▼▼▼

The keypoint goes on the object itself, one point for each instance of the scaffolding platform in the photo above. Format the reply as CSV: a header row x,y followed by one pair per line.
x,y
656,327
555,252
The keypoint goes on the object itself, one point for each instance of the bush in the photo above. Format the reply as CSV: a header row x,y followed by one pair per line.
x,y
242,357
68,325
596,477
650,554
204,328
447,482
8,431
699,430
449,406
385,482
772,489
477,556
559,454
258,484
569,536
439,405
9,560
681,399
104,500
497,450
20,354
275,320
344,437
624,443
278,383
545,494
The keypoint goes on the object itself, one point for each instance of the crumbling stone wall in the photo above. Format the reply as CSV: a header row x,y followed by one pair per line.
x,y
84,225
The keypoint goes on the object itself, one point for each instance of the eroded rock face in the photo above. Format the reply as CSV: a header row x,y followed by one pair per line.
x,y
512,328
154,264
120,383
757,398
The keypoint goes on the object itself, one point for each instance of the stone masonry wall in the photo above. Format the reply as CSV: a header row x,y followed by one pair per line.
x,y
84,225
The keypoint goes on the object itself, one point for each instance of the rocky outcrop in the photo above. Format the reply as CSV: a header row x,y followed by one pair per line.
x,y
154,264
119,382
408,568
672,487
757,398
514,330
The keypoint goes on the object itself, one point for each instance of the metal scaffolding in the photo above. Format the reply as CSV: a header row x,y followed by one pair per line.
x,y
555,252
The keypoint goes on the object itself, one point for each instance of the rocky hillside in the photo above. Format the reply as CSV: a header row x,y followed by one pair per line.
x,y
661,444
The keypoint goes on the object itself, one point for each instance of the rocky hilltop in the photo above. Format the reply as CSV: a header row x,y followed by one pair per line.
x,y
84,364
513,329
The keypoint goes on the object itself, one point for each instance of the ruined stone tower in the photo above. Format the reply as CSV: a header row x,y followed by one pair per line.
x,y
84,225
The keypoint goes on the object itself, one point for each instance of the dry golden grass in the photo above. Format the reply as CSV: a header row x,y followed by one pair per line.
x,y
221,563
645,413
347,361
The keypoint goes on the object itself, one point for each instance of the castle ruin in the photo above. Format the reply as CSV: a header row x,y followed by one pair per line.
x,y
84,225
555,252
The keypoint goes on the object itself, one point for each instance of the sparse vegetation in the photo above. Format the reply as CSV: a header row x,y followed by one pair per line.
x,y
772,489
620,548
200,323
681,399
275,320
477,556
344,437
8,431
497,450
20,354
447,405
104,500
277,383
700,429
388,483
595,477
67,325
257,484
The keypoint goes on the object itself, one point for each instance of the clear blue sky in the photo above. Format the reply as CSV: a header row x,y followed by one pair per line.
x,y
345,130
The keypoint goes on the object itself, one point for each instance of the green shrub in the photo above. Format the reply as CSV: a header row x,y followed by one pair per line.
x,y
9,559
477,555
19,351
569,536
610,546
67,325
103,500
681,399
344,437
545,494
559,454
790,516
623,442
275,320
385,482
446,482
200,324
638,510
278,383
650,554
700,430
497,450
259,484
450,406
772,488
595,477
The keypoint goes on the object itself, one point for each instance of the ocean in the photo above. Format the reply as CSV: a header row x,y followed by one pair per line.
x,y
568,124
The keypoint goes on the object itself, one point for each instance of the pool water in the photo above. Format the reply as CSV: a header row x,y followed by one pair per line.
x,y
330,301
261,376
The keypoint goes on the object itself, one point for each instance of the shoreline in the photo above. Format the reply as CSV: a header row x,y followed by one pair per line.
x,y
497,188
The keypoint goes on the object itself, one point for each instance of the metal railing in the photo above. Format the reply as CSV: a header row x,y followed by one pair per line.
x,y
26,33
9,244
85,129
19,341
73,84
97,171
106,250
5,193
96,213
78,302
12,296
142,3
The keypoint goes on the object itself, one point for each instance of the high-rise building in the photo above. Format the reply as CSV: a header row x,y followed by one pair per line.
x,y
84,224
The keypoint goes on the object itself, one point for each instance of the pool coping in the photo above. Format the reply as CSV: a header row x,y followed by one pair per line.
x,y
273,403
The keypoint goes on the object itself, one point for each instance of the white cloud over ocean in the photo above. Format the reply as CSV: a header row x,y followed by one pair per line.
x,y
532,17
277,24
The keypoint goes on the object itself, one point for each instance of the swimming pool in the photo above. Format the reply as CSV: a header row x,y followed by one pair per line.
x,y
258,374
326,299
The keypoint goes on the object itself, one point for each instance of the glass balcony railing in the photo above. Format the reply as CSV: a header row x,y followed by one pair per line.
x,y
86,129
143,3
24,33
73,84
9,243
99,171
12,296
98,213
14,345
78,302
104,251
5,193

▲▲▲

**Task to carry out:** Each of the entries must be set down exactly, none omitted.

**Reply:**
The keypoint goes on the object itself, one point for each instance of the scaffolding platform in the photo above. Format the reply as CSV: a header row x,y followed by one pair per line.
x,y
656,327
555,252
The keypoint goes on the object itself, one point for each instance of the bush in the photo above. Format the reply as CSV: a header row x,y followed by one pair per line.
x,y
242,357
68,325
596,477
650,554
204,328
447,482
8,431
699,430
449,406
385,482
772,489
477,556
559,454
258,484
569,536
439,405
9,560
681,399
104,500
497,450
20,354
275,320
344,437
624,443
278,383
545,494
The keypoint goes on the object itself, one point for each instance of the crumbling stone wall in the photo above. Format the reply as CSV: a header row x,y followed by one pair per line.
x,y
84,225
The keypoint goes on the object itself, one point for each instance of the eroded rock face in the photo above. Format the reply as CSV: a header row x,y followed by one pair per line.
x,y
512,328
154,264
120,383
757,398
The keypoint goes on the object itself, one point for each instance of the stone masonry wall in the photo above. Format the reply as CSV: a header row x,y followed by one pair per line.
x,y
84,225
The keypoint goes on the object itself, one point for each instance of the rocky outcrop in the photo above. Format the reply as CSV: a header row x,y followed by one pair per line.
x,y
154,264
119,382
408,568
672,487
757,398
514,330
The keypoint goes on the object itself, one point for each instance of the metal scaffolding in the photo above. Format the reply as CSV: a header row x,y followed by one pair per line.
x,y
555,252
The keypoint goes on the object itself, one point for each instance of the rocky hillside in the photo above. Format the reply as CSV: a header row x,y followed by one pair per line.
x,y
661,444
The keypoint goes on the object itself, one point for each instance of the rocky hilltop in the photo above. Format the reply as CSV: a header row x,y followed by one pair per line.
x,y
84,364
513,329
The keypoint goes on the object itself, one point for each instance of the ruined stone tower in the photo above. Format the reply as CSV: a header row x,y followed by one pair per line.
x,y
84,225
The keypoint goes on the object itself, one point for each instance of the dry golden grass in the photo above. Format the reply as CSV: a header row x,y followed by one pair per line.
x,y
221,563
645,413
347,361
The keypoint goes on the object itself, one point for each instance of the castle ruin in the photo above. Format the reply as CSV: a header row x,y followed by one pair per line.
x,y
84,225
555,252
The keypoint goes on the object itself, one point for each instance of the sparse vegetation in the photo above. Format the reply as CSV: a header row x,y followed by one pair per line.
x,y
772,489
620,548
200,323
681,399
275,320
477,556
344,437
8,431
497,450
20,354
447,405
104,500
277,383
700,429
388,483
595,477
67,325
257,484
The keypoint goes on the object itself, one point for each instance of the clear blue sky in the photo above. Format the reply as CSV: a header row x,y followed by one pair per line.
x,y
345,130
The keypoint goes on the object itself, one point for each instance of the green shrub in the photo above. Format the reply as CSV: a header row x,y followed by one pair per line.
x,y
9,559
477,555
19,351
569,536
610,546
67,325
103,500
681,399
344,437
545,494
559,454
790,516
623,442
275,320
385,482
446,482
200,324
638,510
278,383
650,554
700,430
497,450
259,484
450,406
772,488
595,477
The keypoint goes on the object itself, one point for each instance of the ocean in the photo above. Format the reply as CSV: a header row x,y followed by one pair per line.
x,y
568,124
The keypoint goes on the object itself, one point for each instance of the pool water in the photo above. Format the reply as CSV: a header row x,y followed by one pair per line.
x,y
330,301
261,376
The keypoint goes on the object itself, one point for each instance of the shoreline in the photo above. Format the reply as CSV: a header row x,y followed by one pair per line.
x,y
497,188
The keypoint goes on the object itself, one point for each instance of the metal railing in the photo above. Format the reply as CSV: a header row x,y followed by one pair per line.
x,y
26,33
9,244
85,129
19,341
73,84
97,171
106,250
5,193
96,213
78,302
12,296
142,3
The keypoint goes on the object itself, one point for each instance of the high-rise building in the photo above. Format the reply as CSV: a header row x,y followed by one pair per line.
x,y
84,224
The keypoint goes on the object itself, one point for each instance of the pool coping in the photo above. Format the reply as CSV: a header row x,y followed by one pair per line.
x,y
273,403
The keypoint goes on the object itself, one point for each instance of the white cloud over ocean in the photo above. Format the reply as CSV: a header row x,y followed by one pair per line.
x,y
532,17
277,24
The keypoint goes on the object itself, one point for each instance of the swimming pool in the photo above. Format the reply as CSV: a header row x,y followed by one pair per line.
x,y
258,374
326,299
The keypoint goes on the object itself, one point for each instance of the glass balcony railing in the photo above. Format the reply as CSV: a header row x,y followed by one pair per line.
x,y
86,129
143,3
24,33
73,84
9,243
99,171
12,296
98,213
14,345
78,302
104,251
5,193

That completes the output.